• ASSIGNMENT
Would you write out the full listing exactly, without any pictures?

***** RECORDS SHOWN

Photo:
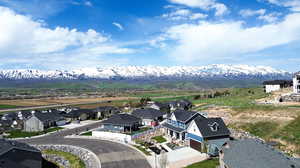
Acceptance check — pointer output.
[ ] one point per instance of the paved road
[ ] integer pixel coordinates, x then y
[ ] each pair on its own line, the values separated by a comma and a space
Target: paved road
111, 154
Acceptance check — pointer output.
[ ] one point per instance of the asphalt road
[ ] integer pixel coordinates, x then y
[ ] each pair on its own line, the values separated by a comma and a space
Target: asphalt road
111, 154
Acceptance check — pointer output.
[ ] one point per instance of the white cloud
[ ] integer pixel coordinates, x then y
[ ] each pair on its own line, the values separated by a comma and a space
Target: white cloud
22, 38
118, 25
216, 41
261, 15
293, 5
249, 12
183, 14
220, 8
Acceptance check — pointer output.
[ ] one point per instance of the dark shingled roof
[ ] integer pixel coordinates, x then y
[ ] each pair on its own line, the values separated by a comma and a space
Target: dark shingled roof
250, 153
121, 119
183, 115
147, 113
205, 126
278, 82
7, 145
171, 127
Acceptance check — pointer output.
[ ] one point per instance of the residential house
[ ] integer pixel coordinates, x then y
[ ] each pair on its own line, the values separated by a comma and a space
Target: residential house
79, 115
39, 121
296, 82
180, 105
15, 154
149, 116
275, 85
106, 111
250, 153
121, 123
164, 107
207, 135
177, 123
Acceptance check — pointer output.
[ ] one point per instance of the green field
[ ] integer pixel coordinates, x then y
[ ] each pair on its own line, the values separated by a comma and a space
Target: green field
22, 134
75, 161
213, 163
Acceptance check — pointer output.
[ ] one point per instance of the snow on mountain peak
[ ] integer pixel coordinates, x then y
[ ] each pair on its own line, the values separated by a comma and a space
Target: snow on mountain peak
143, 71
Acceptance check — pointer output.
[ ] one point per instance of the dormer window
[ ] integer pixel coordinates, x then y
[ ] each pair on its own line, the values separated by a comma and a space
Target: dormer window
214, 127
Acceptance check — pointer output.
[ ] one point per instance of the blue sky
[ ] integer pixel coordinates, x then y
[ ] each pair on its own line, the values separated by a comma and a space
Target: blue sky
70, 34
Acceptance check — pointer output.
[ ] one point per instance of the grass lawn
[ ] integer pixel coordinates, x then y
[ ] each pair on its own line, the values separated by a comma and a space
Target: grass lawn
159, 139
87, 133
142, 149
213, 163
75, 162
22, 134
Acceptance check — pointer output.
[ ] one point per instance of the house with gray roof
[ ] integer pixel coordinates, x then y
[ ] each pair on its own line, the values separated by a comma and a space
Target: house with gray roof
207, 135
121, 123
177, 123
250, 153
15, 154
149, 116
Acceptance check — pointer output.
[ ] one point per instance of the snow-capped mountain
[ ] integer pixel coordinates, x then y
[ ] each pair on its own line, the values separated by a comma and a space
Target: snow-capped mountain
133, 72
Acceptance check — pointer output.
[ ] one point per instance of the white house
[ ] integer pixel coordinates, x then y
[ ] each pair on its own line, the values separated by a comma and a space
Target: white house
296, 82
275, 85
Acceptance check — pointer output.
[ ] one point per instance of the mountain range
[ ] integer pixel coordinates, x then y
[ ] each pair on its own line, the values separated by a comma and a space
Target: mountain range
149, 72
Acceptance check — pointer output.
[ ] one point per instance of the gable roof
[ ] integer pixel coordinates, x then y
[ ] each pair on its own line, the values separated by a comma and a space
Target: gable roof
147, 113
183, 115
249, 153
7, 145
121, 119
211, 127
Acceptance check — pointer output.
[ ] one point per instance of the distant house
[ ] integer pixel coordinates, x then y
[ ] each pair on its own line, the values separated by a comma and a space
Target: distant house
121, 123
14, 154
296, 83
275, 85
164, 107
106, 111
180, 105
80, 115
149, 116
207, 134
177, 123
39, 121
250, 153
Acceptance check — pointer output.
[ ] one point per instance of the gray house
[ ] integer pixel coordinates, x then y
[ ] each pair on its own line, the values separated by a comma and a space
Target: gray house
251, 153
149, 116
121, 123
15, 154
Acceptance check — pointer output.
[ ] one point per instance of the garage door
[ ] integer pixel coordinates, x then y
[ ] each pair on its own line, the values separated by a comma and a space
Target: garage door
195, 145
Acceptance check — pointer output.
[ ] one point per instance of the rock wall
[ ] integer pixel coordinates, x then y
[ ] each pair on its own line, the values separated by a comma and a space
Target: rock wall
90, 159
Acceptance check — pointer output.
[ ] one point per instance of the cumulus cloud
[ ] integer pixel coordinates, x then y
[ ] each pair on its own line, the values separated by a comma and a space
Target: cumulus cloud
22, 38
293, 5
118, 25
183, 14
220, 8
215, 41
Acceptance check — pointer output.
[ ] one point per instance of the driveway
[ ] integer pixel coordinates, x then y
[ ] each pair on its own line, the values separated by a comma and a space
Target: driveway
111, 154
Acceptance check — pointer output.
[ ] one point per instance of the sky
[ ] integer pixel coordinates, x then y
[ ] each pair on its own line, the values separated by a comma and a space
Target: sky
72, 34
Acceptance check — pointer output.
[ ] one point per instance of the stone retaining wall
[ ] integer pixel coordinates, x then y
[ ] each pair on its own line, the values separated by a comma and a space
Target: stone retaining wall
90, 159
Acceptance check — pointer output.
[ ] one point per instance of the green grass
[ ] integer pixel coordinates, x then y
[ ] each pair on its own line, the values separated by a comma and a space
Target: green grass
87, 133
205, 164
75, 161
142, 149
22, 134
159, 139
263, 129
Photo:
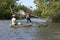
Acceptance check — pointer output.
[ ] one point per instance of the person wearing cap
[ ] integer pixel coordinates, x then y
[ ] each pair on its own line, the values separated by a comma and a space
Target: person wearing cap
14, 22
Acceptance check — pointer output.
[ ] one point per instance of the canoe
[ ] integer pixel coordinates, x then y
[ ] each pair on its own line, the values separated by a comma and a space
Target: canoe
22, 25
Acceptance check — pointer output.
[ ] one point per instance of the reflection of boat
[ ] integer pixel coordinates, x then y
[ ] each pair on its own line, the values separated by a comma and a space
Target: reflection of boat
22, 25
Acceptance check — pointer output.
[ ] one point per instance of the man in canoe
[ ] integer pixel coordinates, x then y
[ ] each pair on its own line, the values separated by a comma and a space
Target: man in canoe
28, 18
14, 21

**********

• YOUR SOLUTION
Photo:
Acceptance check — pointer output.
[ ] one point per instance of the paved road
[ ] integer pixel coordinates, x then y
[ ] each pair on its own line, the values separated by a comma and a space
Target: paved road
111, 154
Acceptance check — pointer output.
[ ] one point per instance of the asphalt road
[ ] integer pixel coordinates, x then y
[ ] each pair on its own line, the values separated by a comma and a space
Target: asphalt road
111, 154
Acceptance check — pointer output.
[ ] one point per instance of the white cloud
[ ] integer pixel coordinates, x then y
[ ] each pair on its own line, the values separated by a comma and a space
Target: white cloud
22, 38
118, 25
216, 41
261, 15
293, 5
249, 12
183, 14
220, 8
Acceptance check — pointer output.
[ ] one point per instance of the dark shingled roof
[ ] integer pixel coordinates, x then y
[ ] each pair on its own line, the values separated by a comma and a space
Target: dark shingled roof
250, 153
121, 119
183, 115
147, 113
205, 126
278, 82
7, 145
171, 127
Acceptance check — pointer output.
[ ] one point per instance of the residential house
[ ] integer pixel coordinates, x then y
[ ] each pair on its own line, the values separated by a comma and a space
Target: residential house
79, 115
39, 121
296, 82
180, 105
15, 154
149, 116
275, 85
106, 111
250, 153
121, 123
164, 107
207, 135
177, 123
Acceptance check — pointer output.
[ ] one point per instance of the green field
[ ] integer pixel coordinates, x then y
[ ] each pair on its own line, the values separated by a comma and a space
Target: green field
22, 134
75, 161
213, 163
Acceptance check — pointer output.
[ ] one point per instance of the snow on mountain peak
[ ] integer pixel coordinates, x then y
[ ] each pair on its own line, the values separated by a comma and a space
Target: snow on mountain peak
143, 71
Acceptance check — pointer output.
[ ] one point per instance of the dormer window
[ ] integer pixel coordinates, x then y
[ ] each pair on its own line, the values separated by a comma and a space
Target: dormer window
214, 127
Acceptance check — pointer output.
[ ] one point per instance of the blue sky
[ ] integer pixel coordinates, x then y
[ ] each pair on its own line, the values separated by a comma and a space
Target: blue sky
70, 34
Acceptance check — pointer output.
[ ] one point per instance of the grass lawn
[ ] integer pixel coordinates, x then y
[ ] each pair on its own line, the values separated by a comma and a space
Target: grass lawn
159, 139
87, 133
142, 149
213, 163
75, 162
22, 134
Acceptance check — pointer output.
[ ] one point per instance of the house with gray roof
[ ] integer pixel coordinates, x then y
[ ] each pair on its own line, the values separated by a comma and a space
Target: house with gray roof
207, 135
121, 123
177, 123
250, 153
15, 154
149, 116
Acceptance check — pointer output.
[ ] one point per instance of the snow-capped mountain
[ ] integer pixel coordinates, x then y
[ ] each pair on its own line, the values separated by a comma and a space
Target: snow-capped mountain
133, 72
Acceptance check — pointer output.
[ ] one point per instance of the white house
[ ] integer pixel coordinates, x then y
[ ] each pair on its own line, the values separated by a comma and a space
Target: white house
296, 82
275, 85
Acceptance check — pointer output.
[ ] one point per instance of the mountain range
[ ] integer pixel coordinates, x then y
[ ] each pair on its own line, the values separated by a comma and a space
Target: mountain range
149, 72
Acceptance check — pointer output.
[ ] one point per instance of the gable roof
[ ] integer pixel coordinates, x then y
[ ] each pair on its own line, the values separated by a comma and a space
Target: gable roof
147, 113
183, 115
249, 153
7, 145
121, 119
211, 127
Acceptance check — pointer output.
[ ] one point per instance of the distant house
[ ] integer pixel coordinates, x then y
[ ] each pair on its own line, the values separated by a comma and a space
Target: distant house
121, 123
14, 154
296, 83
275, 85
164, 107
106, 111
180, 105
80, 115
149, 116
207, 134
177, 123
39, 121
250, 153
Acceptance check — pointer output.
[ ] one point per instance of the gray house
[ ] integer pixel coordinates, x then y
[ ] each pair on its own line, the values separated by a comma and a space
Target: gray house
251, 153
149, 116
121, 123
15, 154
Acceptance check — pointer output.
[ ] one point per instance of the garage door
[ ] integer pixel coordinates, x then y
[ ] each pair on its own line, the values separated by a comma and a space
Target: garage door
195, 145
Acceptance check — pointer output.
[ ] one point per instance of the rock wall
[ ] integer pixel coordinates, x then y
[ ] each pair on its own line, the values separated by a comma and a space
Target: rock wall
90, 159
Acceptance check — pointer output.
[ ] one point per instance of the cumulus cloud
[ ] integer pixel coordinates, x then y
[ ] each pair on its own line, the values separated by a comma and a space
Target: cumulus cloud
22, 38
293, 5
118, 25
183, 14
220, 8
215, 41
Acceptance check — pointer output.
[ ] one point per instance of the driveway
[ ] integer pixel coordinates, x then y
[ ] each pair on its own line, the values separated by a comma and a space
Target: driveway
111, 154
Acceptance check — pointer output.
[ ] one point per instance of the sky
[ ] integer pixel coordinates, x then y
[ ] each pair on its own line, the values separated by a comma and a space
Target: sky
72, 34
Acceptance check — pointer output.
[ ] one point per instance of the stone retaining wall
[ ] integer pixel coordinates, x then y
[ ] each pair on its own line, the values separated by a comma and a space
Target: stone retaining wall
90, 159
Acceptance check — pointer output.
[ ] one point per instance of the green grass
[ ] integer pixel coordinates, x then y
[ ] each pair on its own line, the values separated by a comma and a space
Target: green grass
87, 133
205, 164
75, 161
142, 149
22, 134
159, 139
263, 129
Photo:
Acceptance check — pointer output.
[ ] one point per instance of the person wearing cap
[ ] integer pixel coordinates, x then y
[ ] each pair on its own line, the values separated by a comma and a space
Target: person wearing cap
14, 22
Acceptance check — pointer output.
[ ] one point per instance of the canoe
[ ] integer pixel coordinates, x then y
[ ] each pair on its own line, the values separated by a comma and a space
Target: canoe
22, 25
Acceptance check — pointer output.
[ ] one point per instance of the reflection of boat
[ ] integer pixel coordinates, x then y
[ ] each pair on its own line, the values separated by a comma and a space
Target: reflection of boat
22, 25
Acceptance check — pointer output.
[ ] one point per instance of the man in canoe
[ ] integer pixel coordinates, x then y
[ ] each pair on its own line, the values separated by a comma and a space
Target: man in canoe
28, 18
14, 21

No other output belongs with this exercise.